> _Exercise goal_
Starting with the line that contains "grate boxed for tracking." and going on through the end of the records, copy those lines out with "cooktop" changed to "stovetop". Leave everything else unchanged.

Detection annotation records:
______________________________
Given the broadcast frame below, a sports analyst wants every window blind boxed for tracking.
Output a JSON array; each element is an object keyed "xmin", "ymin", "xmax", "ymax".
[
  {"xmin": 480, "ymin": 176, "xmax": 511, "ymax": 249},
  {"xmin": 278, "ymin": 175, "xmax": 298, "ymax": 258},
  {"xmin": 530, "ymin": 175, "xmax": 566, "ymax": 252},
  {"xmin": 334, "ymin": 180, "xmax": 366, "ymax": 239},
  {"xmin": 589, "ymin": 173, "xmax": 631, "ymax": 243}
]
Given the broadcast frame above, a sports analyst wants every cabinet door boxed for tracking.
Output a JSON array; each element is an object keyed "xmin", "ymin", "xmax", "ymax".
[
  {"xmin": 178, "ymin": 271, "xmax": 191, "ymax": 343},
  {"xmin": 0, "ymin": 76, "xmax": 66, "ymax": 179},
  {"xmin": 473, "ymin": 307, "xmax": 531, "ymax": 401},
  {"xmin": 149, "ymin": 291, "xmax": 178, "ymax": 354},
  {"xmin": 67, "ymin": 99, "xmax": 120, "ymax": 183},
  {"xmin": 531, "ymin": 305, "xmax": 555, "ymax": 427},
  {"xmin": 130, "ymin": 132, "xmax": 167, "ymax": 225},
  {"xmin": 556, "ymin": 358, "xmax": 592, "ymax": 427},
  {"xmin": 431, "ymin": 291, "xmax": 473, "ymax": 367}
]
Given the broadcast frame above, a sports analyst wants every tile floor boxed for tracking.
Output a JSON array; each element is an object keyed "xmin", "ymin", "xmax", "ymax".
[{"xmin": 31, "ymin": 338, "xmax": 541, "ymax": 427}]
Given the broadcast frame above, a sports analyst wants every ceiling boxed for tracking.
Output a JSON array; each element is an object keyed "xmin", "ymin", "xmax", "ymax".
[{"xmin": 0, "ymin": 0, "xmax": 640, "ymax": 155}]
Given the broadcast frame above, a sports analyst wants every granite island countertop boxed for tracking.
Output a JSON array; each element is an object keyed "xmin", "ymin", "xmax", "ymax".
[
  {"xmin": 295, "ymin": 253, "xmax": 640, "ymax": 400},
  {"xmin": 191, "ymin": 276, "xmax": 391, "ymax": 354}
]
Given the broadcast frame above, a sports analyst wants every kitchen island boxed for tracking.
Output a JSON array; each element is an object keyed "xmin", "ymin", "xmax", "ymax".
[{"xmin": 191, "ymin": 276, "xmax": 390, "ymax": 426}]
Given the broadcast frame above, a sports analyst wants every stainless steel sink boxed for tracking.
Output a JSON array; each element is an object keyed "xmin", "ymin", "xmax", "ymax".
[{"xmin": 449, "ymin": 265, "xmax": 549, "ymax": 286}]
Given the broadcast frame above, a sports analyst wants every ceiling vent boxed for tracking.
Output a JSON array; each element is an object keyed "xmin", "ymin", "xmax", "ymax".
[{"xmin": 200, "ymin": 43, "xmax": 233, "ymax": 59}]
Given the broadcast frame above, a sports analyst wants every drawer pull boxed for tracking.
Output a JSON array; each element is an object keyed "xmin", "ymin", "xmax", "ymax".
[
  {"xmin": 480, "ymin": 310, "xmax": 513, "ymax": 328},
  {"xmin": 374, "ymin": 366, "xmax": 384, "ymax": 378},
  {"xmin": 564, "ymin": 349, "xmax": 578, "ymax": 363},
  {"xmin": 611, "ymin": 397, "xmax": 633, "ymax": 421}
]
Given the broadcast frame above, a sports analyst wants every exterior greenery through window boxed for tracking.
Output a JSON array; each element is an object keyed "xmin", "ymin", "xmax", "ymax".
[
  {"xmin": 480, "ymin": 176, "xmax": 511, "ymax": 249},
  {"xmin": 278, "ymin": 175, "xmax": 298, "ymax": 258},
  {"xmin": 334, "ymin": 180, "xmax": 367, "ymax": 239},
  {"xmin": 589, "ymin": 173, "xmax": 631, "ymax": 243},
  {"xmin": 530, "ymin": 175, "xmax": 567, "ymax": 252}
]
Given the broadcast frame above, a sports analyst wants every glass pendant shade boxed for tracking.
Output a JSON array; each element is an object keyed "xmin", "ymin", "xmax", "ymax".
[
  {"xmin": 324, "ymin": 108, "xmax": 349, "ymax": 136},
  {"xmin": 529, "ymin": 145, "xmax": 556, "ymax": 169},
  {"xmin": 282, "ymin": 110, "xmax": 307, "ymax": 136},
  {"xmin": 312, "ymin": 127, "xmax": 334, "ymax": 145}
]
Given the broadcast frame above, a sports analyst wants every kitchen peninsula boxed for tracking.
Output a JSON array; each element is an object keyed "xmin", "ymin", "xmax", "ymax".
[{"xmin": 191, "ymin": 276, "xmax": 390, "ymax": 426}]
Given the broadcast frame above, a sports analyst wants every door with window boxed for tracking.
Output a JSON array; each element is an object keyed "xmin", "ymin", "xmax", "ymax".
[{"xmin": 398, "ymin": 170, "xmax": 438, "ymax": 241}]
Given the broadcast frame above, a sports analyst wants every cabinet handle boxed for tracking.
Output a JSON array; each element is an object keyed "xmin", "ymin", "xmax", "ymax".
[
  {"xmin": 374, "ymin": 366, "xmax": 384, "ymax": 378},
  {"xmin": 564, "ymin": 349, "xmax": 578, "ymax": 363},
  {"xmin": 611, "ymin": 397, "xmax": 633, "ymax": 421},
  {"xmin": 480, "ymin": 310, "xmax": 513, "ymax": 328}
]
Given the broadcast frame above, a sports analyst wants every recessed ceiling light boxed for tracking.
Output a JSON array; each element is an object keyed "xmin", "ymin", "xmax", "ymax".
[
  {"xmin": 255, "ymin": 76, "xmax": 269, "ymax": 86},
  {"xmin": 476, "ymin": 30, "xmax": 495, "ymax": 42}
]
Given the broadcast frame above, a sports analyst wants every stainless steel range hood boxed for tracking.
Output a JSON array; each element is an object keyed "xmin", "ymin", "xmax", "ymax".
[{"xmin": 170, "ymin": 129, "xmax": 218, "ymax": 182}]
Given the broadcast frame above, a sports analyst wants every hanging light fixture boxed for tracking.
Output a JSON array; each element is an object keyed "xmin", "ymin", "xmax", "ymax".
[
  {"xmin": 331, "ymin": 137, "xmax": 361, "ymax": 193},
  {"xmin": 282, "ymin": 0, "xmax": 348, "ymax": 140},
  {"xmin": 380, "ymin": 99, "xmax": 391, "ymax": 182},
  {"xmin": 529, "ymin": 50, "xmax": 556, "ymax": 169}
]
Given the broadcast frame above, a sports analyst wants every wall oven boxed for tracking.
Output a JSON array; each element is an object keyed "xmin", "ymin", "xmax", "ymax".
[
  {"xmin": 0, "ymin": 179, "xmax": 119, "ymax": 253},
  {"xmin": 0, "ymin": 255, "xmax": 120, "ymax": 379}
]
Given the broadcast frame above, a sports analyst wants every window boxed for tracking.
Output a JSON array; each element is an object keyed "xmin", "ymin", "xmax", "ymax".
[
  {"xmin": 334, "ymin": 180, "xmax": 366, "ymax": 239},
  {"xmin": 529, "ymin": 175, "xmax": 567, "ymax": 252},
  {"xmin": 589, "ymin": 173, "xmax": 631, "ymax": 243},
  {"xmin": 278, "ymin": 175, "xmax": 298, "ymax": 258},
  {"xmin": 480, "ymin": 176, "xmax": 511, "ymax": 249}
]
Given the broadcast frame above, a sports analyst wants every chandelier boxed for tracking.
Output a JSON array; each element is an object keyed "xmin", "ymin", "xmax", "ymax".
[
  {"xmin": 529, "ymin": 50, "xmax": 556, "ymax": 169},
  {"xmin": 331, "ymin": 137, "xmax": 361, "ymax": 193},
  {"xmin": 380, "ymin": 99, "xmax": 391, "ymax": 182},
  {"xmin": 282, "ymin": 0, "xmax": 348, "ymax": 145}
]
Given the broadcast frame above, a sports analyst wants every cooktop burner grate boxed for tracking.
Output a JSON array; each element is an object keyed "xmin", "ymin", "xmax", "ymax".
______________________________
> _Reply to the exercise_
Given the broadcast frame above, a sports analyst wants every stovetop burner grate boxed for tracking.
Output a JSON array; each element is an object keyed "xmin", "ymin", "xmax", "ymax".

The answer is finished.